## Tâches à réaliser:
a. D'après le discours, de quelles religions la Grèce est-elle le berceau ?
b. Mettez à jour un passage du discours en remplaçant « Moyen-Orient » par « Proche-Orient ». Commencez aux mots « Mesdames et Messieurs, chers » et arrêtez-vous après « région très tourmentées. ».
c. Relevez tous les noms propres de lieux géographiques (pays ou régions) qui figurent dans le discours.

## Extrait du texte:
+++++

Extraits du discours prononcé par le vice-Premier ministre et ministre des Affaires étrangères E. Vénizélos lors de la Conférence interparlementaire sur la PESC / PSDC (3.4.2014)

Mesdames et Messieurs, chers collègues, comme vous le savez la Grèce se trouve géographiquement parlant dans une région particulièrement importante du point de vue géostratégique, historique, puisqu’elle est le berceau d’importantes civilisations, le berceau en fait de toutes les religions monothéistes, avec une contribution décisive dans l’histoire de la civilisation. Mais elle est située également près d’une région qui a toujours été instable, une région tourmentée par les crises qui menacent la sécurité, non seulement au niveau régional, mais aussi européen, dès lors que nous nous référons au Moyen-Orient et à l’Afrique du nord, région très tourmentées.

Dans ce contexte instable, la présence de la Grèce est un point de stabilité, une garantie de stabilité pour toute la région. Et ce, en dépit du fait que nous traversons une crise économique et budgétaire qui a imposé de durs sacrifices et qui suscite de très fortes réactions sociales.

+++++

## Extrait des données:
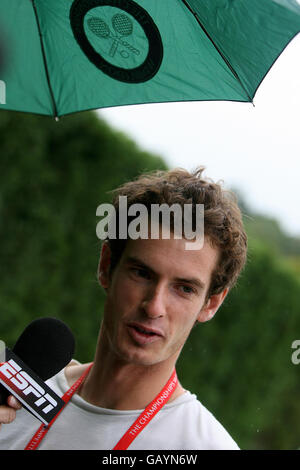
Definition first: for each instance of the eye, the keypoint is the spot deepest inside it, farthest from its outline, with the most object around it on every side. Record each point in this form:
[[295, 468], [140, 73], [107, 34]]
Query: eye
[[187, 290], [140, 272]]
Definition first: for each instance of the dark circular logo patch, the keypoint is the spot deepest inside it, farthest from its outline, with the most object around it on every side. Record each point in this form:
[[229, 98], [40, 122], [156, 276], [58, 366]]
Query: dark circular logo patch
[[119, 37]]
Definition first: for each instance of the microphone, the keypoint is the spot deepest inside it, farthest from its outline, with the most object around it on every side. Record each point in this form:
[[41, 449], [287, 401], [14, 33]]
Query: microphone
[[44, 348]]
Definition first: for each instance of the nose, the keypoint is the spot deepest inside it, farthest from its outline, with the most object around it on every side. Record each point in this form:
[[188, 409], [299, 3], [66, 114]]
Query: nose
[[154, 303]]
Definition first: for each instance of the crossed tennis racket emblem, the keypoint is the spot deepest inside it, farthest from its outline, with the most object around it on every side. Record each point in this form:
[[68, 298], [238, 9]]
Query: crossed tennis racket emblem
[[122, 27]]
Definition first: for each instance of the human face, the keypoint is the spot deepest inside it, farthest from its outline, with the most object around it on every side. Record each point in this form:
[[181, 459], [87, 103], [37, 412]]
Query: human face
[[154, 297]]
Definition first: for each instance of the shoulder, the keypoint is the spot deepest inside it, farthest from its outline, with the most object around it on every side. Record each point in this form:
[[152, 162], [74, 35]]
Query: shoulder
[[74, 370], [200, 426], [211, 430]]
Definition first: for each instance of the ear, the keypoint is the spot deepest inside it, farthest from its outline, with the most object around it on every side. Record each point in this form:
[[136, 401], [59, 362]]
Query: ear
[[210, 308], [104, 265]]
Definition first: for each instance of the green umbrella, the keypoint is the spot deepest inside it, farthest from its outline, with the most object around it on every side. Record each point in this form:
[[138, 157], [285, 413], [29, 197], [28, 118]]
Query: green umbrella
[[63, 56]]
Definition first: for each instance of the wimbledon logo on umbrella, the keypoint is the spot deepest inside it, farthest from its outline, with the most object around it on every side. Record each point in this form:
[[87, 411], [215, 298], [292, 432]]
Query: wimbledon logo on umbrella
[[119, 37], [146, 225]]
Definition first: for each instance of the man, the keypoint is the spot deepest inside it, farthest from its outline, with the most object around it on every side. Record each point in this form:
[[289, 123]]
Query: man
[[156, 291]]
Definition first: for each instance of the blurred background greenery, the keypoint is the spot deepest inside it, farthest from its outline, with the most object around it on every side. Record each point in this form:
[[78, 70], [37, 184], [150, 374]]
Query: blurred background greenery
[[53, 176]]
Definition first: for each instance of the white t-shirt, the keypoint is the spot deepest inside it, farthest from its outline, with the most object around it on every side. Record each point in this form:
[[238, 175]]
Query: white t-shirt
[[183, 424]]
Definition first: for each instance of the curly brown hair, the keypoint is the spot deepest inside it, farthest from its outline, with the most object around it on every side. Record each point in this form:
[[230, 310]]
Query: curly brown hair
[[223, 224]]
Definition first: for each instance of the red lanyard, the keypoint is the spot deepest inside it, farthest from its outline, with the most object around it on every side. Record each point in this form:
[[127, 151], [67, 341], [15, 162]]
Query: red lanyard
[[139, 424]]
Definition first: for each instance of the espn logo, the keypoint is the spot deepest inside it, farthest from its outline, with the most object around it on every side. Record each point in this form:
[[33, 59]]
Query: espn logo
[[20, 379], [36, 396]]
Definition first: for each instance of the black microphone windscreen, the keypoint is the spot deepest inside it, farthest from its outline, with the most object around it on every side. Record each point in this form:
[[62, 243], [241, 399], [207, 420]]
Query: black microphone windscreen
[[46, 345]]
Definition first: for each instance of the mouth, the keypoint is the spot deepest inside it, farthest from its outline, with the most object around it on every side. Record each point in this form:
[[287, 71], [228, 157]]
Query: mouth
[[143, 334]]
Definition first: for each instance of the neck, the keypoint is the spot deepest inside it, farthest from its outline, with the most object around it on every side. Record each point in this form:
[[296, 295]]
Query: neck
[[115, 384]]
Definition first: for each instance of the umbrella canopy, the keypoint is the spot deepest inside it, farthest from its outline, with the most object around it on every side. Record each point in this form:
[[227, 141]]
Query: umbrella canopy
[[59, 57]]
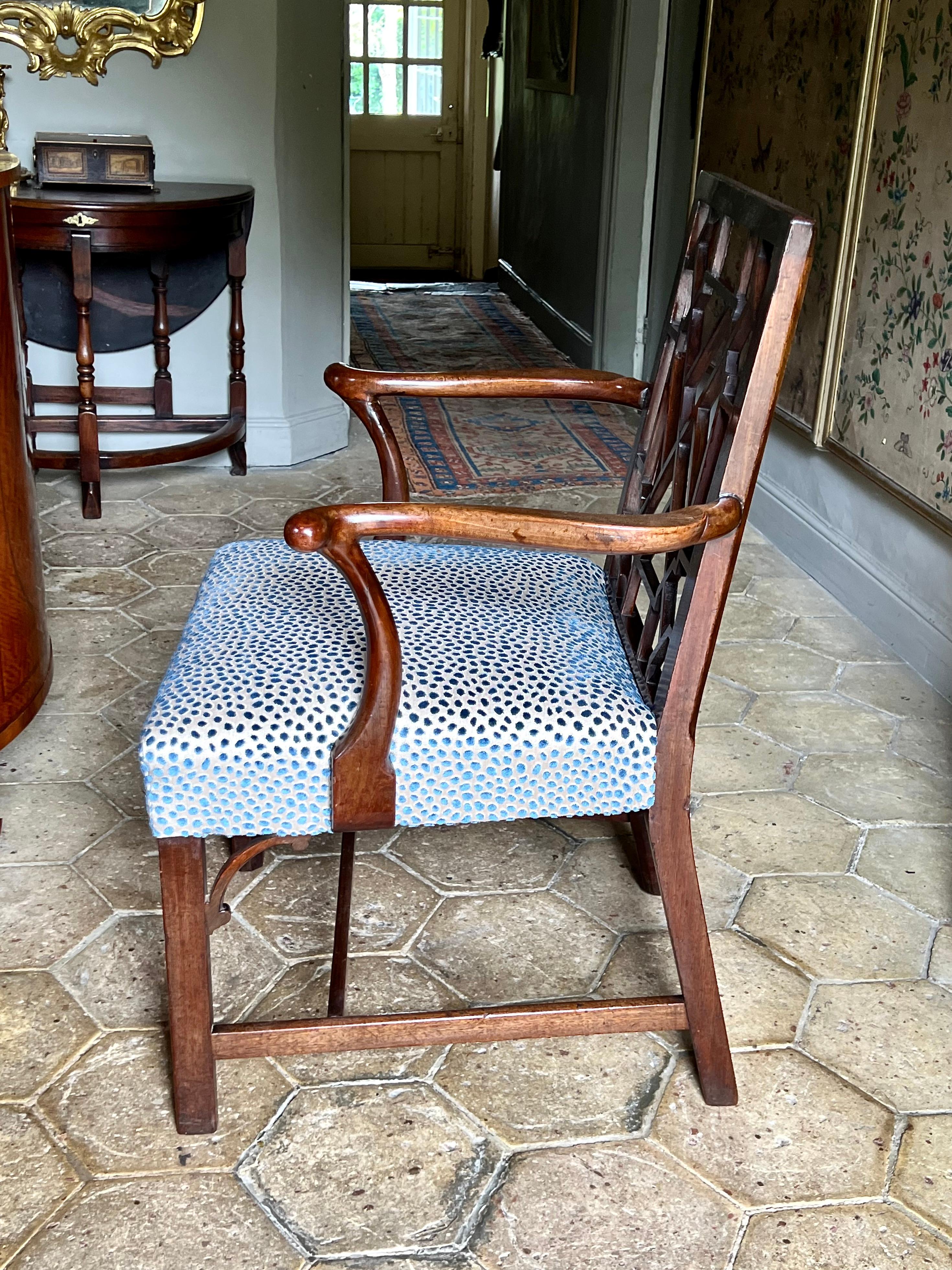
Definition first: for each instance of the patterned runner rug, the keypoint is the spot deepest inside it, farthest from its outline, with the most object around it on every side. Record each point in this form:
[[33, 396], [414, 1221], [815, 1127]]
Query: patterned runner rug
[[462, 447]]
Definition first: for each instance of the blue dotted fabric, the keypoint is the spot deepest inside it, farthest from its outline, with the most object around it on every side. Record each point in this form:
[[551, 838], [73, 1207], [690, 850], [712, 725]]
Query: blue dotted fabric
[[517, 698]]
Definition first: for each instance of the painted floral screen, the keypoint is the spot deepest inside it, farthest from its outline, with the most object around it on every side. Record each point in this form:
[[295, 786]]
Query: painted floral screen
[[780, 109], [895, 393]]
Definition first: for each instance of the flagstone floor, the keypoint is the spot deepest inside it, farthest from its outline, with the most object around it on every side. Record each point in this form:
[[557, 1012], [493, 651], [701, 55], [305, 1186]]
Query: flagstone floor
[[822, 822]]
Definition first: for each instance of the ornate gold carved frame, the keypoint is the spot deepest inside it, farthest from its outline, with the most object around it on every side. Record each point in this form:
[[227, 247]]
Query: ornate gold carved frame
[[40, 31]]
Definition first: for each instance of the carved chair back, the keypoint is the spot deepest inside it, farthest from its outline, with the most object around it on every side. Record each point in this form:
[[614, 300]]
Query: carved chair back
[[705, 427]]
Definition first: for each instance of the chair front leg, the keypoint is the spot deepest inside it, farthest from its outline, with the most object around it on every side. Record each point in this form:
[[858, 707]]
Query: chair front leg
[[188, 968], [681, 893]]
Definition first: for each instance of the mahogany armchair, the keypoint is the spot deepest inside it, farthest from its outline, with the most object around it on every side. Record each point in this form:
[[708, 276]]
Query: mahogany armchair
[[425, 664]]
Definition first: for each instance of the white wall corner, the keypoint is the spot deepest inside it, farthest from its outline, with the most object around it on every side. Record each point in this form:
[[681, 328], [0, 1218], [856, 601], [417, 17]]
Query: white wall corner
[[282, 443]]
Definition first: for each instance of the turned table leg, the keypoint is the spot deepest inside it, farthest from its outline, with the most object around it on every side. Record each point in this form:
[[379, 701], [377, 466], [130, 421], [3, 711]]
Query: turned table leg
[[238, 388], [159, 272], [88, 423]]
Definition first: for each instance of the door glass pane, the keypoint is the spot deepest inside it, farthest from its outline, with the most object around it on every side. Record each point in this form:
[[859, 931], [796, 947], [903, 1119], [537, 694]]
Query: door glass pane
[[385, 91], [385, 31], [357, 88], [425, 91], [357, 31], [426, 33]]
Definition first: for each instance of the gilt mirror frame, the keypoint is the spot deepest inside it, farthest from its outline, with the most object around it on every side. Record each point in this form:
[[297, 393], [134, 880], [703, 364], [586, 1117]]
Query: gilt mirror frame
[[99, 33]]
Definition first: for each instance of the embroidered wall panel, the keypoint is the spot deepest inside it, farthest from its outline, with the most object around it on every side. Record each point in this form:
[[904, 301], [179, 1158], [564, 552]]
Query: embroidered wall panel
[[780, 112], [894, 408]]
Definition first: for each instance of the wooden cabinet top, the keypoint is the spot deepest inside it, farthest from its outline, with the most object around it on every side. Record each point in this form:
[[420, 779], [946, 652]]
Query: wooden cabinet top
[[175, 216]]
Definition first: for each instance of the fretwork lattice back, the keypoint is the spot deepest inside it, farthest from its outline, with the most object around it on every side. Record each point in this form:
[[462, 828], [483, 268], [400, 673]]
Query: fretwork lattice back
[[708, 351]]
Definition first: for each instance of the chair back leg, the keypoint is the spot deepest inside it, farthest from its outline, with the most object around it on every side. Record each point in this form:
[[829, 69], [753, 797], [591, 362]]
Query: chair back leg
[[342, 926], [188, 967], [687, 925]]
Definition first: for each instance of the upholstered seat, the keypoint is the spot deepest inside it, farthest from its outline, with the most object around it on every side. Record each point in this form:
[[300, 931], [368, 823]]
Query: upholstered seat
[[517, 697]]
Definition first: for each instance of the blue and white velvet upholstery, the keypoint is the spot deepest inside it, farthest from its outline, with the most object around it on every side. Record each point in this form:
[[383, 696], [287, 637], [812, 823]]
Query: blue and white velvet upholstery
[[517, 698]]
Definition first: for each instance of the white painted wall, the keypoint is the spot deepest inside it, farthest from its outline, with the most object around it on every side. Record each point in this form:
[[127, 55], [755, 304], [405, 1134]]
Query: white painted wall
[[888, 564], [257, 102]]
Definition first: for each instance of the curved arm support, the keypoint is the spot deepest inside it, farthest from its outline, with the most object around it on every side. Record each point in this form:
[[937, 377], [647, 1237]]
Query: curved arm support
[[561, 381], [364, 783], [322, 529], [216, 911]]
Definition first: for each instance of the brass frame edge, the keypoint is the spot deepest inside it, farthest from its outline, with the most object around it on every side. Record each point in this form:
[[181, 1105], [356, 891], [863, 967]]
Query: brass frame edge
[[852, 219], [99, 33], [701, 91]]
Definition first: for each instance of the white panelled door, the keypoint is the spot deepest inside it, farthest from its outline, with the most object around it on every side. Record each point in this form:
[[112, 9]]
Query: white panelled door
[[404, 135]]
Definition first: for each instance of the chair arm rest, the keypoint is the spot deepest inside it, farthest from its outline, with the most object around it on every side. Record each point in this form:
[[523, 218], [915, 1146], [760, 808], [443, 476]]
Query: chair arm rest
[[325, 529], [563, 381], [364, 783]]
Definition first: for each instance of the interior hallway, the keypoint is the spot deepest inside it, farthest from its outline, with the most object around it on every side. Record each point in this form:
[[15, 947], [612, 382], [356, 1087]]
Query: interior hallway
[[823, 820]]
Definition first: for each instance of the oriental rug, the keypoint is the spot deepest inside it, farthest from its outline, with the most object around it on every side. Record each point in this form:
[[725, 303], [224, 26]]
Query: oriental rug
[[465, 447]]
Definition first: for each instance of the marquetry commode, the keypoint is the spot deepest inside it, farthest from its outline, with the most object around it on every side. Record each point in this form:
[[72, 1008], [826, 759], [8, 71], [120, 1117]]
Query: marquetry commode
[[183, 244]]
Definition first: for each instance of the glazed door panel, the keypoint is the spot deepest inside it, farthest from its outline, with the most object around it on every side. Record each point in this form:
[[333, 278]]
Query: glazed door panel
[[404, 135]]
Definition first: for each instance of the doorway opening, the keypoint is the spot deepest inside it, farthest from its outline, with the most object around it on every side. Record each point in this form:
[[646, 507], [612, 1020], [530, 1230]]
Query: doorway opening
[[425, 115]]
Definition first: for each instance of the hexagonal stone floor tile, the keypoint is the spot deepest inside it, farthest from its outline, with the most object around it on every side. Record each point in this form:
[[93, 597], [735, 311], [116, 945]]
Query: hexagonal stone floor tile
[[129, 713], [509, 857], [51, 824], [120, 976], [92, 588], [558, 1090], [842, 638], [294, 906], [164, 609], [45, 911], [819, 722], [734, 759], [891, 1039], [941, 962], [124, 868], [747, 619], [175, 568], [512, 948], [375, 986], [78, 632], [846, 1238], [927, 742], [796, 595], [762, 834], [60, 748], [122, 784], [41, 1029], [798, 1133], [723, 703], [876, 788], [150, 654], [762, 999], [923, 1176], [162, 1223], [88, 550], [605, 1207], [600, 881], [837, 928], [763, 668], [35, 1179], [115, 1108], [84, 685], [913, 863], [895, 689], [364, 1169], [222, 500]]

+++++

## Les réponses:
a. De toutes les religions monothéistes.

b.
Mesdames et Messieurs, chers collègues, comme vous le savez la Grèce se trouve géographiquement parlant dans une région particulièrement importante du point de vue géostratégique, historique, puisqu’elle est le berceau d’importantes civilisations, le berceau en fait de toutes les religions monothéistes, avec une contribution décisive dans l’histoire de la civilisation. Mais elle est située également près d’une région qui a toujours été instable, une région tourmentée par les crises qui menacent la sécurité, non seulement au niveau régional, mais aussi européen, dès lors que nous nous référons au Proche-Orient et à l’Afrique du nord, région très tourmentées.

c. La Grèce, le Moyen-Orient, l'Afrique du nord.